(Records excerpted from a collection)
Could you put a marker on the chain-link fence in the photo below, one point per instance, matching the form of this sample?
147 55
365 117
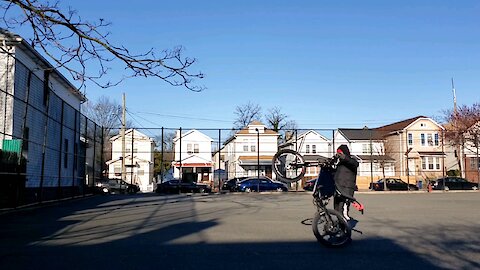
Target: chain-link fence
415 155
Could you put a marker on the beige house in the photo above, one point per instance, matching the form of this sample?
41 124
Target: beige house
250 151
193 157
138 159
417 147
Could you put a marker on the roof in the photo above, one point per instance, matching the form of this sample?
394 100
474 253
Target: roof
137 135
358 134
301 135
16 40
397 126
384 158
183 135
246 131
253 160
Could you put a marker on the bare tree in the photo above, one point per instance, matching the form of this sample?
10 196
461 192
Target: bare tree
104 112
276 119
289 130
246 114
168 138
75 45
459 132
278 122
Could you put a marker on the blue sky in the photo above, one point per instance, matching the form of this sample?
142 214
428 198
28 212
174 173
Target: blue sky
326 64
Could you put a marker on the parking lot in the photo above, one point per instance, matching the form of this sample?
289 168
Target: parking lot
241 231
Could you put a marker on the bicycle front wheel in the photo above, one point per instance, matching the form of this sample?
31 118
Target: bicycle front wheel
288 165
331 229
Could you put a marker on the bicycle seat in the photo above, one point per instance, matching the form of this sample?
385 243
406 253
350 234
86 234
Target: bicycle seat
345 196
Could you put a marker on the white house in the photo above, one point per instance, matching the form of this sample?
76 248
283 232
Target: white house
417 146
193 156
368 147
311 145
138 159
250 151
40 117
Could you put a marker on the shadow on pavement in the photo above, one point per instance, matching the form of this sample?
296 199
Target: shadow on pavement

» Assignment
Retype every entry above exactly, leaving out the pictures.

» Completed task
Could you put a marker on the chain-link fence in the photo below, one point per instance, matching the form of this sample?
147 55
365 117
Target: chain-link fence
415 155
Could you put a marker on the beige house in the photo above, one point per instance, matching the form of this sample?
41 124
Target: beige house
250 151
193 157
138 159
417 147
Could you put a marker on the roof in the photo above, one point per instance, matching the form of this sample?
394 100
474 253
Target: roof
137 135
358 134
301 135
16 40
397 126
384 158
183 135
246 131
253 160
Could you put a marker on the bare tree in the photo above, one point per instance, matching the form of this sample?
10 196
461 192
Target: bare tree
104 112
276 119
289 130
246 114
168 138
75 45
459 132
278 122
Could you put a marker on the blue sky in the photo above, one point per instance, matching the form of this sample?
142 214
428 198
28 212
174 173
Target: blue sky
326 64
Could you put a marker on the parking lot in the photo above, one point per instance, matching the form of this sample?
289 168
Target: parking lot
241 231
Could you put a marker on the bicycle front wheel in the photo above, one point per instance, matching the form of this sample?
31 118
Target: bicycle front wheel
288 165
331 229
Could you put a marker on the bicycle seat in the photo above, one point per instance, matching the form of this sample?
385 243
406 253
350 234
86 234
Target: bicycle seat
345 196
Could you put a marker on the white house in the photo above, one point per instance, matching the form of this sample?
76 248
283 232
Target: white house
417 146
193 156
368 147
311 145
138 159
250 151
40 117
Could you put a marker on the shadow on pavement in the photo above, one point per instance, matching the form of this sample?
296 199
Target: shadow on pavement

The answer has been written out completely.